• EXTRAIT FOURNI

Sommaire
Deolan est une startup française créée en 2007 dans le secteur de l’aérien. Parmi ses principales activités, on note une plate-forme de communication des flux d’informations entre les différents acteurs que sont par exemple les tours opérateurs et les compagnies aériennes. L’équipe qui forme cette entreprise possède une très bonne vision produit ainsi qu’une maîtrise des technologies et méthodologies pour y parvenir. Elle pratique l’agilité pour la gestion du backlog et met en oeuvre une architecture applicative efficace.
La position centrale de leur plate-forme s’illustre bien à travers une des fonctionnalités courantes de leurs services. Par exemple, ils sont en charge de communiquer la liste des passagers d’un tour opérateur à la porte d’embarquement de l’aéroport. Autant dire que les opérations ne peuvent pas supporter d’indisponibilités ni de failles. La transmission des flux est quant à elle réalisée sur des serveurs FTP ou par emails. Les clients n’ayant pas forcément le souhait d’investir dans l’intégration d’une API Deolan.
Activité imprévisible et roadmap ambitieuse
Le coeur de leur activité étant directement lié à la fréquentation des passagers sur les avions de ligne, la charge sur la plate-forme suit naturellement cette fluctuation. Par exemple, lors de la période estivale, il n’est pas rare de subir une augmentation de la charge due à un triplement du nombre de passagers, puis quelques semaines plus tard, retrouver une diminution là aussi importante. Nous noterons que ces éléments sont soit de nature prévisible tels que les périodes estivales ou non prévisibles (telluriques, climatiques, sécuritaires … ). En résumé, une problématique complexe qui ne permet pas de réaliser un “capacity planning” fiable et réaliste. L’infrastructure actuelle historique souffre de cette incapacité à absorber sereinement ces pics malgré un socle applicatif stable.
Le graphique ci-dessus représente bien cette fluctuation de la volumétrie des données de passagers gérés par la plate-forme Deolan. On constate aisément des variations lors des périodes estivales ainsi qu’une augmentation générale.

• DONNÉES ENREGISTRÉES
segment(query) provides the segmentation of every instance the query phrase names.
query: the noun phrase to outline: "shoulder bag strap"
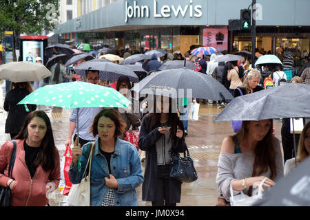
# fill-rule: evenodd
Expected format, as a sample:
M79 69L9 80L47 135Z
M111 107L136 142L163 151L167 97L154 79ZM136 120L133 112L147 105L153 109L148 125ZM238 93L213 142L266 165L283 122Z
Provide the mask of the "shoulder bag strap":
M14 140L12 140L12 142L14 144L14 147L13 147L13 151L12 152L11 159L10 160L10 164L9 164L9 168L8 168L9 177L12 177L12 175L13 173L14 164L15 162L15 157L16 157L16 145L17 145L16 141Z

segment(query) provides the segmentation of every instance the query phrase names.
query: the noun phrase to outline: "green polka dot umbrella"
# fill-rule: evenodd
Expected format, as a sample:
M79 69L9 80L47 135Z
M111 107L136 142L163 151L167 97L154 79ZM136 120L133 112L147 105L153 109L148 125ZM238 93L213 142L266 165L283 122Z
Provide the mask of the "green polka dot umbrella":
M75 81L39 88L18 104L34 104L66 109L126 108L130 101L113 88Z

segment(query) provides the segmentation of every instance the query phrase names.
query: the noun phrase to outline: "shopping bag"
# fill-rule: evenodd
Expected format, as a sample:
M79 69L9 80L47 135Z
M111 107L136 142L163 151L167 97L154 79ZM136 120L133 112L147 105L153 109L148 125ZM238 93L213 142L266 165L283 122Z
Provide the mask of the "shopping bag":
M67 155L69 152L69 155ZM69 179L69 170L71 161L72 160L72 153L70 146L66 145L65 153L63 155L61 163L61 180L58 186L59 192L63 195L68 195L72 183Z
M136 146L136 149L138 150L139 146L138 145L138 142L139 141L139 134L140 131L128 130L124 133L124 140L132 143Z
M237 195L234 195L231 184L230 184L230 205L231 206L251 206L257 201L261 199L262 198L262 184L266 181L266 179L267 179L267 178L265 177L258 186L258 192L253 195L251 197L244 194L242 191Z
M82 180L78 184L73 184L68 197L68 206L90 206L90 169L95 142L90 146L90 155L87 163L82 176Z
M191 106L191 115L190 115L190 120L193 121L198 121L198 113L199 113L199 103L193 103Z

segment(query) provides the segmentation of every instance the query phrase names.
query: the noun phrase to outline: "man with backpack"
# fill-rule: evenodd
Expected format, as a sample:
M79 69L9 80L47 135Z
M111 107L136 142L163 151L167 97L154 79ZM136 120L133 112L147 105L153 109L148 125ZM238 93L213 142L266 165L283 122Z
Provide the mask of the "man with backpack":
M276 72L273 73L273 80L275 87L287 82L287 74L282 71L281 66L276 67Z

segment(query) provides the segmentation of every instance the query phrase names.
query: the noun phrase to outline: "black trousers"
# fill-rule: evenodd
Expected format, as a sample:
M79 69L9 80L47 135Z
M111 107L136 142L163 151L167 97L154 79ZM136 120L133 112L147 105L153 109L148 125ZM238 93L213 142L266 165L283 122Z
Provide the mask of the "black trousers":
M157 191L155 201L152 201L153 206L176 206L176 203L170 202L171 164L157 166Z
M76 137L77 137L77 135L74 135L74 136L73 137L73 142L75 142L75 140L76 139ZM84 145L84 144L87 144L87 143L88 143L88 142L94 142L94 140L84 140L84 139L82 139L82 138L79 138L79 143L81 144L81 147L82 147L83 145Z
--
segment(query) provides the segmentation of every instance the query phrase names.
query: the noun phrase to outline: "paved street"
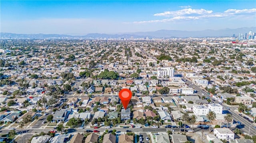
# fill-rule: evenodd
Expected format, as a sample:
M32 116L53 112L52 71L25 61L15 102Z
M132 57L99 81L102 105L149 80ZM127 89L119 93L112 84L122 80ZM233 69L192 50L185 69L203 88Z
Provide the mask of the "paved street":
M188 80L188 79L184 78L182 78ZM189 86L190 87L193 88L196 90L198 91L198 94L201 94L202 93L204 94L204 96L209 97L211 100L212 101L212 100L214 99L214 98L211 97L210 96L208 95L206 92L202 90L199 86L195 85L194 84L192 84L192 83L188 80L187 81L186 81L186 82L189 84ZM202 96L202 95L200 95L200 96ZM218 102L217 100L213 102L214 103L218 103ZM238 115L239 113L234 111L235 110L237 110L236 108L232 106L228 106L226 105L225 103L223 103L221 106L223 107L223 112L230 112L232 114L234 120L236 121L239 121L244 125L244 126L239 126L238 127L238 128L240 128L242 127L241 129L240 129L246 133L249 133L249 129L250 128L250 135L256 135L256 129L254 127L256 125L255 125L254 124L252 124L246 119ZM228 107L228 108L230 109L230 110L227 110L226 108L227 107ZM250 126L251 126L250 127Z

• OBJET DE L'EXERCICE
Selon l'extrait fourni, par quels moyens la transmission des flux est-elle réalisée ?

• RÉSULTAT CI-DESSOUS
Sur des serveurs FTP ou par emails.